Given exercise
Using the excerpt below about the singing game Lips, decide whether each statement agrees with it, answering yes or no and quoting the deciding words: (a) Yano gave the interview at the studio's Tokyo offices; (b) Lips is a dancing game; (c) Yano says the game tries to score the player.

── Document excerpt ──

Keiichi Yano, co-founder of Japanese music game specialist iNiS, has told Develop how its upcoming singing game Lips – a chief component of Microsoft’s casual push for the Xbox 360 – will let players appreciate music like never before.
Speaking to us in an extensive interview at the studio’s Tokyo offices – a small part of which you might have seen in the latest issue of the magazine – Yano said: "What’s awesome about Lips, I think, is that you discover the true essence about what is great about a certain song. You look at certain things and you go, ‘I really like this phrase, and that’s why I like this song’; it’s half a rediscovery, it’s half a digestion of the song in a different way.
"You pick up things that you might not have realised if you’d just listened to it – through singing, you recognise certain nuances that you wouldn’t have noticed before. The game helps to accentuate that because of the fact that it is trying to score you. And you pick up on that, and it’s like ‘Oh, that’s a really cool part of this song, I really like singing this bit’."

───
── Records supplied ──

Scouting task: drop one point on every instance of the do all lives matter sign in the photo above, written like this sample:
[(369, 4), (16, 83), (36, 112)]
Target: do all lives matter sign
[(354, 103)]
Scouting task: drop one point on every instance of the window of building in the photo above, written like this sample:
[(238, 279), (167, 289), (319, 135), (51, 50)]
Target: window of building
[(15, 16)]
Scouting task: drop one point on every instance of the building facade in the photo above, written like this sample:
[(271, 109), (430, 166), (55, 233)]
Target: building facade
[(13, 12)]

───
── Records supplied ──

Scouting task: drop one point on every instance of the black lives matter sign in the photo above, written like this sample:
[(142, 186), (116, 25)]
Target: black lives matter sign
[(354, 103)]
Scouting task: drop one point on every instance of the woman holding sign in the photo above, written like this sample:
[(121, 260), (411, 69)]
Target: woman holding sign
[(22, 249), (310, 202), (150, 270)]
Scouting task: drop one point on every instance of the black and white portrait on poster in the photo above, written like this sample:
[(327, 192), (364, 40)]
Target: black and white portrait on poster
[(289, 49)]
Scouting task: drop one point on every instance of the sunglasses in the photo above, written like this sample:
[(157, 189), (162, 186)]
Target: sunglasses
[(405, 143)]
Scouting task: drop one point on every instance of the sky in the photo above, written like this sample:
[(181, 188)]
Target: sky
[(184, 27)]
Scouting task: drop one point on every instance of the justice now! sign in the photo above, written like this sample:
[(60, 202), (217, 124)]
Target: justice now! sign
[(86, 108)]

───
── Records supplied ──

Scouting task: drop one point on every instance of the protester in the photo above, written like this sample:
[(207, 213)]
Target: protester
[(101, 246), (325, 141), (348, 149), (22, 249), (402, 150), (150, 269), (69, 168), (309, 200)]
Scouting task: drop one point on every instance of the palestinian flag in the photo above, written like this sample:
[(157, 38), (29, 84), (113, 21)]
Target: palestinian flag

───

Full solution
(a) Yes: "Speaking to us in an extensive interview at the studio’s Tokyo offices"
(b) No: "its upcoming singing game Lips"
(c) Yes: "because of the fact that it is trying to score you"